Exercise details -
Render every line of the records below as a JSON list of strings, one string per line, with blank lines omitted. Leave the pictures out.

Records to use -

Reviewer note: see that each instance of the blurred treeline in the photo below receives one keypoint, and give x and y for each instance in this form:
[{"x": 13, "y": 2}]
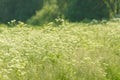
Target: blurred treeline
[{"x": 42, "y": 11}]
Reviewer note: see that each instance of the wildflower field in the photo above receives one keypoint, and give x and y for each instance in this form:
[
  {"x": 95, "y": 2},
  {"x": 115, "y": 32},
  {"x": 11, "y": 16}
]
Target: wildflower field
[{"x": 70, "y": 51}]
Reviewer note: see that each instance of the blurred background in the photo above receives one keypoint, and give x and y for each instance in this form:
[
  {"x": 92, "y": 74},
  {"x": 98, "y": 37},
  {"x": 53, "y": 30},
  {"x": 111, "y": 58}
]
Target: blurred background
[{"x": 38, "y": 12}]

The output -
[
  "Reviewer note: see that each instance of the blurred treeline in the photo below receives one keypoint, and give x and y for each instance in this form:",
  "[{\"x\": 13, \"y\": 2}]",
  "Target: blurred treeline",
  "[{\"x\": 42, \"y\": 11}]",
  "Reviewer note: see that each instance of the wildflower field in the photo above receives one keypoint, and give x and y for each instance in this form:",
  "[",
  "  {\"x\": 95, \"y\": 2},",
  "  {\"x\": 115, \"y\": 32},",
  "  {\"x\": 11, \"y\": 16}",
  "]",
  "Target: wildflower field",
  "[{\"x\": 70, \"y\": 51}]",
  "Reviewer note: see that each instance of the blurred background in the photo above receives one keypoint, and give x and y for each instance in this form:",
  "[",
  "  {\"x\": 92, \"y\": 74},",
  "  {\"x\": 98, \"y\": 37},",
  "  {\"x\": 53, \"y\": 30},",
  "  {\"x\": 111, \"y\": 58}",
  "]",
  "Target: blurred background",
  "[{\"x\": 38, \"y\": 12}]"
]